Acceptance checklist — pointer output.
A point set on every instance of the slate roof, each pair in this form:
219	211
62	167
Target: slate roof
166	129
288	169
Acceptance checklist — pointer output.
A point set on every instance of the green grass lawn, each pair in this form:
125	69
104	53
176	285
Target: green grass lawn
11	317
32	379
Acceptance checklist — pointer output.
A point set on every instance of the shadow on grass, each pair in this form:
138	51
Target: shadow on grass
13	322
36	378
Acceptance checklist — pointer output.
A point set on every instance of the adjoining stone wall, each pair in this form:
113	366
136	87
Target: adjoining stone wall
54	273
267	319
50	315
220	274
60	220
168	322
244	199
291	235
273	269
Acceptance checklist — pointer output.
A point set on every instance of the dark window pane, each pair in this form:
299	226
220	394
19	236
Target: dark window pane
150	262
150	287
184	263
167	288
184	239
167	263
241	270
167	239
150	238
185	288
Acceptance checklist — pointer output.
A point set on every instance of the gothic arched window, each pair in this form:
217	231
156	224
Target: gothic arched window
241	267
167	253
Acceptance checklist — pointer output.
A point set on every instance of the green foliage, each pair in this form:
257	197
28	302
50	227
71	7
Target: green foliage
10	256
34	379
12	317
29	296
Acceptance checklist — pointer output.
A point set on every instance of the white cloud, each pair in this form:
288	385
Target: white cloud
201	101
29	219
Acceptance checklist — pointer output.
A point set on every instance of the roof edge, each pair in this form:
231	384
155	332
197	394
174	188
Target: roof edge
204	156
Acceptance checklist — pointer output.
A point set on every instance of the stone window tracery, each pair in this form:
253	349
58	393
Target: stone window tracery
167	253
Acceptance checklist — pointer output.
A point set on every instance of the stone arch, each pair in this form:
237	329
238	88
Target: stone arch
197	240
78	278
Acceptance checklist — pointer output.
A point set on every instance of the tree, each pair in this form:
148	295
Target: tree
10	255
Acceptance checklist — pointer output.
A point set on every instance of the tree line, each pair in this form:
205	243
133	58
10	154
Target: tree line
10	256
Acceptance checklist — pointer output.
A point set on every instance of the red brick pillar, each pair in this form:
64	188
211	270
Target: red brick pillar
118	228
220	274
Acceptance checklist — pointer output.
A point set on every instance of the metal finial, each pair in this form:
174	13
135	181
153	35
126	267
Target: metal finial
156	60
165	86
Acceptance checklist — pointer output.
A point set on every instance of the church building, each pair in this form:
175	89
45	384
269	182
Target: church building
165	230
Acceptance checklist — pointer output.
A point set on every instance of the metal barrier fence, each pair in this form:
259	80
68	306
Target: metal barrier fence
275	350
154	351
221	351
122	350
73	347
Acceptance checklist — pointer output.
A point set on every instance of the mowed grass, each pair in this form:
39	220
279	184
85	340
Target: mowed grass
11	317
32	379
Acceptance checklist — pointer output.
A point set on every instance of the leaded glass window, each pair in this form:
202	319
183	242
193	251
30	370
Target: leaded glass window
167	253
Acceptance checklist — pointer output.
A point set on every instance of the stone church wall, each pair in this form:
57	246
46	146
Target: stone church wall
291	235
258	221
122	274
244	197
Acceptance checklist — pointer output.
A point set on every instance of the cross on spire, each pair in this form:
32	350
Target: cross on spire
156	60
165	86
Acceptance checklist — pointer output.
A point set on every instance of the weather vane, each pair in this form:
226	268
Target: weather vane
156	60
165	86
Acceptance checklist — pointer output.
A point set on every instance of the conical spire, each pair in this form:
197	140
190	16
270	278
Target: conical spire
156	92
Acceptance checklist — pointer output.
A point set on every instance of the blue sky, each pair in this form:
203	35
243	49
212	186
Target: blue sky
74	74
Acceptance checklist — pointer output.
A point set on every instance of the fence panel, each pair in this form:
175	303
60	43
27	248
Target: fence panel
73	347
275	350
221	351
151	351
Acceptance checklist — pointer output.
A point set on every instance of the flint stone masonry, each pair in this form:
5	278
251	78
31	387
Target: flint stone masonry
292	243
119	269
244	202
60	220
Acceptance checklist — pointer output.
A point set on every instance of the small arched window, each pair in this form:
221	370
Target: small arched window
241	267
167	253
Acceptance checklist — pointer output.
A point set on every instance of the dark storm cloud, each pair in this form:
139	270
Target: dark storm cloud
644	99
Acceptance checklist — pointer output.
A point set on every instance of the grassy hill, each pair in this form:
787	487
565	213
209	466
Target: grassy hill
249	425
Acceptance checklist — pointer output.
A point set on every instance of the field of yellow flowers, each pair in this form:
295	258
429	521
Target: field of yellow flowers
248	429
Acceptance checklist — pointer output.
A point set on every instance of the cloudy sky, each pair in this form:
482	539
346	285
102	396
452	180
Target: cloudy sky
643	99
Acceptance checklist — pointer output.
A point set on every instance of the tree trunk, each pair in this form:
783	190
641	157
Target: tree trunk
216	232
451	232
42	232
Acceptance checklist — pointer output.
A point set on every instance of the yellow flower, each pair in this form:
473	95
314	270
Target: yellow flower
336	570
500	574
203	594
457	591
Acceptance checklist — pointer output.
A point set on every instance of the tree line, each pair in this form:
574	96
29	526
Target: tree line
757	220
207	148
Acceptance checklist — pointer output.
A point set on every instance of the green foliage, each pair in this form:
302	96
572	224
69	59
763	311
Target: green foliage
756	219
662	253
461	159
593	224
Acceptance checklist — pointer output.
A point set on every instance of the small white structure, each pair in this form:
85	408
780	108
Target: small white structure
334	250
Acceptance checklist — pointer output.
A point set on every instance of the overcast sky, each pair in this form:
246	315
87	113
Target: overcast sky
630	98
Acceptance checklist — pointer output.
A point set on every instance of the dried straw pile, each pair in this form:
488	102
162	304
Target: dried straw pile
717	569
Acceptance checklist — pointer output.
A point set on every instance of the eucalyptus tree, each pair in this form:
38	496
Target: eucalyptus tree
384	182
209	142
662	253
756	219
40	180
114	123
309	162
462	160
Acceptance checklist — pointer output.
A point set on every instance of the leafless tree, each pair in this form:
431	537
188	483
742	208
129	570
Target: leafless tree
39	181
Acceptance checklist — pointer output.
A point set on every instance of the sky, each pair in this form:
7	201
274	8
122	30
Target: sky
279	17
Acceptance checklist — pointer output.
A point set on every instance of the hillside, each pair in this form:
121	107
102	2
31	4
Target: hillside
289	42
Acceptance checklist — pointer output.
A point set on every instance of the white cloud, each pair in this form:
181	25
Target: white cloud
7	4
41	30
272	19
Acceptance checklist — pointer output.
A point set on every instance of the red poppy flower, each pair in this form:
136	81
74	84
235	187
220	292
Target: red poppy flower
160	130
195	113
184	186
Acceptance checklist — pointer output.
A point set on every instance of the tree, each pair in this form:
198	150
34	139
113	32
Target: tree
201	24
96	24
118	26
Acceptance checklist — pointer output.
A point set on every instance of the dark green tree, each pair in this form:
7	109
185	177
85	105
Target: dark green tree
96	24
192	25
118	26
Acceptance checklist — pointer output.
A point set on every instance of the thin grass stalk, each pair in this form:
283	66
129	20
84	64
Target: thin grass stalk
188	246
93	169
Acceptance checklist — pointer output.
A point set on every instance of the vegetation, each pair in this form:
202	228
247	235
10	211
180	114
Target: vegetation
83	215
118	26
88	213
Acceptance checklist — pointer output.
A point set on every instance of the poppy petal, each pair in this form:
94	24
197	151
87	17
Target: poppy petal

*GOAL OF THE EXERCISE*: Collect each line above holding the string "petal".

*THE ANSWER*:
A point set on every instance of the poppy petal, each pair in this form:
Target: poppy petal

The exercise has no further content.